CONSIGNES:
- A) D'après le texte sur les avertissements polonais, pendant combien d'années le gouvernement de Droit et Justice a-t-il mené ses politiques en Pologne ?
- B) Recopiez, dans le texte sur les avertissements polonais, le passage allant de « Nous avons demandé » jusqu'à « de l’Assemblée nationale. ».

TEXTE ÉTUDIÉ:
+ + + +

Les avertissements polonais de la dérive fasciste

Publié le 21 juin 2024

Nous avons demandé à un franco-polonais de l’Isère d’expliquer quels enseignements nous fournissent ce qui s’est passé en Pologne ces dernières années pour nous éclairer sur ce qui peut se reproduire ici et maintenant, suite à cette subite dissolution de l’Assemblée nationale.

La dérive fasciste n’a jamais été aussi proche en France. A une semaine du scrutin décisif pour la composition de l’Assemblée Nationale en France, il paraît judicieux de regarder de près le cas polonais où le gouvernement de Droit et Justice a mené pendant 8 ans des politiques qui inspirent le Rassemblement National. Une sorte d’avertissement pour éviter de sombrer dans le pire en s’appuyant sur les 2 textes[1] qui sont d’une criante actualité.

+ + + +

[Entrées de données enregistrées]
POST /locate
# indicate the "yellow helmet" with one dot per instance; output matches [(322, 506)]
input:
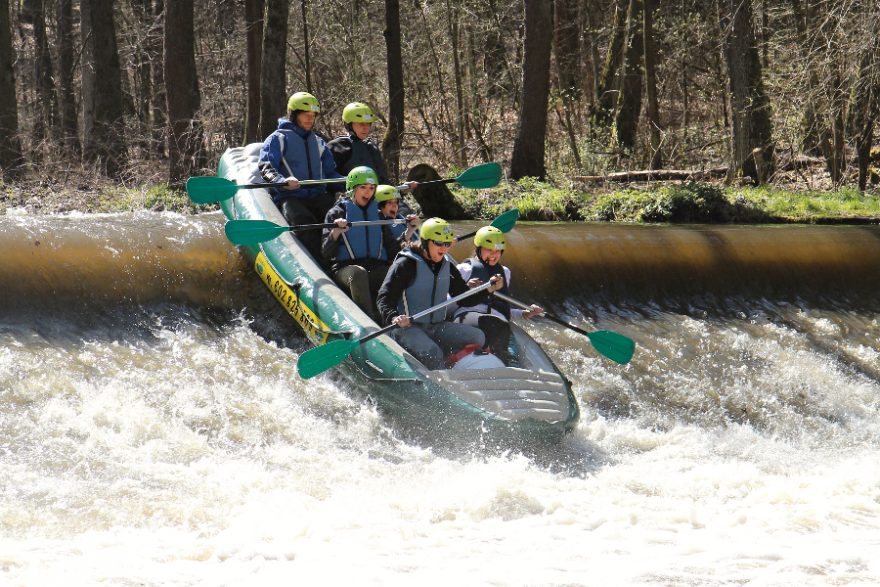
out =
[(490, 238), (436, 229), (385, 193), (358, 112), (303, 101)]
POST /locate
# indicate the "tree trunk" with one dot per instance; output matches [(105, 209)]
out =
[(143, 82), (653, 111), (10, 147), (307, 58), (182, 93), (273, 81), (568, 49), (629, 103), (606, 95), (158, 99), (69, 118), (751, 126), (864, 105), (452, 17), (104, 144), (253, 17), (391, 143), (46, 126), (528, 150)]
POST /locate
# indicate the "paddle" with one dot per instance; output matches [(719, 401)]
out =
[(252, 232), (210, 189), (615, 346), (486, 175), (319, 359), (504, 222)]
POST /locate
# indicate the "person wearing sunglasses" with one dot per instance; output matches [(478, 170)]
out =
[(490, 314), (422, 276)]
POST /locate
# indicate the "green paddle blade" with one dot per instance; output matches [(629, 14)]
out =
[(486, 175), (615, 346), (209, 189), (506, 221), (317, 360), (252, 232)]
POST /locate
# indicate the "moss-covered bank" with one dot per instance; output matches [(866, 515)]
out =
[(685, 202)]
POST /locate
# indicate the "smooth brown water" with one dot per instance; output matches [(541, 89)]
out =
[(153, 430)]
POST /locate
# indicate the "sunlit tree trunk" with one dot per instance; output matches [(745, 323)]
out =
[(393, 134), (103, 141), (253, 17), (629, 103), (273, 79), (10, 147), (528, 150), (182, 93), (67, 95), (751, 126)]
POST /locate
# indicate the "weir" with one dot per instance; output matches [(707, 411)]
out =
[(69, 262)]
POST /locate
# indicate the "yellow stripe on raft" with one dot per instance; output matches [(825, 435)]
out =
[(315, 328)]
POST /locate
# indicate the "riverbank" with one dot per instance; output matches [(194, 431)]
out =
[(675, 202)]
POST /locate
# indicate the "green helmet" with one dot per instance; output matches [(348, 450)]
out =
[(358, 112), (436, 229), (384, 193), (359, 176), (490, 238), (303, 101)]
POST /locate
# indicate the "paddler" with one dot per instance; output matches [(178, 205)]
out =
[(487, 312), (422, 276), (295, 152), (359, 255), (388, 200)]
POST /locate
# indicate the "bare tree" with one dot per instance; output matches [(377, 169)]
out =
[(629, 101), (273, 81), (67, 93), (104, 141), (528, 150), (394, 131), (752, 128), (253, 18), (10, 147), (182, 91)]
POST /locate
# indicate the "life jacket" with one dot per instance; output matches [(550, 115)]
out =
[(484, 302), (427, 289), (350, 152), (361, 242), (301, 154)]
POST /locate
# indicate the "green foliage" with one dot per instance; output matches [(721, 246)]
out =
[(683, 203)]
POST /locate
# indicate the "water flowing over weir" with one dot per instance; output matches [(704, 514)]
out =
[(153, 430)]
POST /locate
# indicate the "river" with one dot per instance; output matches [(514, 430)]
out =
[(153, 430)]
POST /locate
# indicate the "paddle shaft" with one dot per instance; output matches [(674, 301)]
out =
[(430, 310)]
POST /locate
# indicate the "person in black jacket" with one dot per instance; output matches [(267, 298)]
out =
[(359, 255), (421, 277), (357, 147)]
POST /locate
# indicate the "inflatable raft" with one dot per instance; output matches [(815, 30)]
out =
[(531, 400)]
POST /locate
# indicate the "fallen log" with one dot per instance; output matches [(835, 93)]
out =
[(655, 175)]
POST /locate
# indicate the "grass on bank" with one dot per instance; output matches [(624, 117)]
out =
[(686, 202)]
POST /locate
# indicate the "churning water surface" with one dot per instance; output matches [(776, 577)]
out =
[(153, 430)]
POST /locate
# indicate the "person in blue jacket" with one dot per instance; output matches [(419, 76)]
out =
[(421, 277), (360, 255), (295, 152)]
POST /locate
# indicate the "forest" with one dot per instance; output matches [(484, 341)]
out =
[(149, 91)]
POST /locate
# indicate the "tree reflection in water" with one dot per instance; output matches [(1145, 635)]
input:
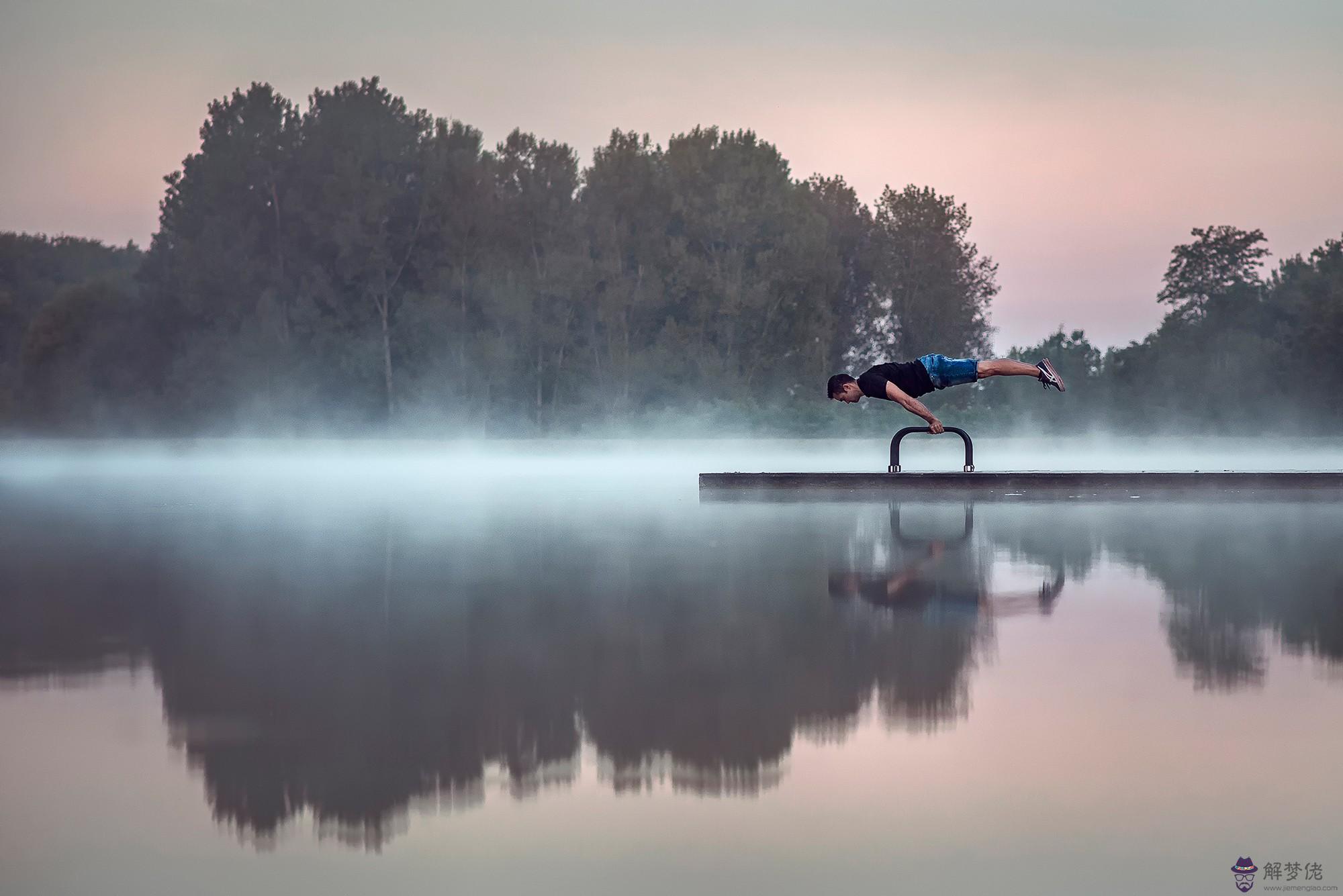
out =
[(355, 664)]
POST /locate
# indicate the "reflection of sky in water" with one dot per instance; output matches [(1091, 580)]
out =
[(508, 689)]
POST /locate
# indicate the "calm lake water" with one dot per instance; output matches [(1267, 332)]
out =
[(514, 670)]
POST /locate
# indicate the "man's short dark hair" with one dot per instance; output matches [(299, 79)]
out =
[(837, 383)]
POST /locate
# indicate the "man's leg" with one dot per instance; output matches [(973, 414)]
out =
[(1007, 368)]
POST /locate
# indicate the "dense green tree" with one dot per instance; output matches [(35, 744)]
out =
[(1219, 259), (361, 262), (933, 285), (34, 270)]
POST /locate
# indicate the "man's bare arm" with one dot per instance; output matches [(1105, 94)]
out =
[(913, 405)]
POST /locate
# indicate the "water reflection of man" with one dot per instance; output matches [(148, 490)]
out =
[(935, 581)]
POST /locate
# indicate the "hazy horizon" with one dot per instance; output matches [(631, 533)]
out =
[(1084, 141)]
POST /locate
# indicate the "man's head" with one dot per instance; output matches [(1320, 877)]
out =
[(844, 388)]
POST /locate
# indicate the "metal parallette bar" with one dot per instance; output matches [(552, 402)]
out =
[(965, 438)]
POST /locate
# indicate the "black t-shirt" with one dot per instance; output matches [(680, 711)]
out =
[(911, 377)]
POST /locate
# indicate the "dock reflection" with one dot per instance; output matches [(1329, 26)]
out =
[(358, 666)]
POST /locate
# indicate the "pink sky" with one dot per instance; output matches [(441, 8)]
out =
[(1086, 140)]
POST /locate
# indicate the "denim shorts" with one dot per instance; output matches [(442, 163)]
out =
[(950, 372)]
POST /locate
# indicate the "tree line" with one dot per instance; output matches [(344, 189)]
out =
[(362, 263)]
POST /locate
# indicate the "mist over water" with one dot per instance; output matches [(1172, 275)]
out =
[(494, 667)]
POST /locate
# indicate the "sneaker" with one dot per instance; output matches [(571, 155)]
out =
[(1050, 377)]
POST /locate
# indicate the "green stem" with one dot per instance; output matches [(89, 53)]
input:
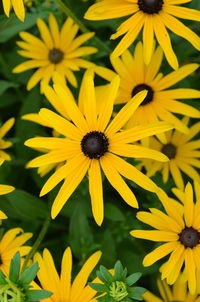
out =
[(82, 27), (37, 242)]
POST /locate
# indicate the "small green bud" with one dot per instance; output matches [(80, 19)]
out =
[(118, 290)]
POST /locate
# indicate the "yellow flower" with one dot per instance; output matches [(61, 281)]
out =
[(151, 15), (183, 155), (4, 189), (57, 50), (12, 242), (18, 6), (5, 144), (179, 292), (160, 102), (61, 287), (180, 230), (91, 143)]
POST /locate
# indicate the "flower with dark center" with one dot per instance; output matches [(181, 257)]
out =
[(154, 18), (149, 96), (178, 230), (94, 144), (55, 55), (169, 150), (189, 237), (150, 6)]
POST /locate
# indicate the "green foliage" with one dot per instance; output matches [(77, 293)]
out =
[(117, 286), (16, 287)]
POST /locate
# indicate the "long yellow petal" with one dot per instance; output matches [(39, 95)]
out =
[(96, 191), (70, 184), (65, 276), (117, 182), (164, 41), (125, 113), (148, 35), (159, 253)]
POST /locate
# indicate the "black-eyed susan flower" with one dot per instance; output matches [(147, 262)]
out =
[(178, 292), (92, 142), (183, 154), (179, 229), (154, 16), (11, 243), (57, 50), (62, 287), (5, 144), (4, 189), (161, 102), (18, 7)]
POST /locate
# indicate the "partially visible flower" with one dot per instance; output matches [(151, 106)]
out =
[(178, 292), (183, 154), (5, 144), (18, 6), (12, 242), (4, 189), (151, 15), (57, 50), (179, 228), (91, 142), (161, 103), (62, 287)]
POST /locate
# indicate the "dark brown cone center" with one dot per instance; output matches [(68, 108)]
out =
[(142, 87), (94, 144), (150, 6), (55, 55), (169, 150), (189, 237)]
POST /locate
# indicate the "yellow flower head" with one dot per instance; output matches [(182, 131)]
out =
[(180, 230), (178, 292), (4, 189), (5, 144), (151, 15), (61, 286), (18, 6), (183, 155), (12, 242), (91, 142), (160, 102), (57, 50)]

+ + + +

RÉPONSES:
- A) Pendant 8 ans.

- B)
Nous avons demandé à un franco-polonais de l’Isère d’expliquer quels enseignements nous fournissent ce qui s’est passé en Pologne ces dernières années pour nous éclairer sur ce qui peut se reproduire ici et maintenant, suite à cette subite dissolution de l’Assemblée nationale.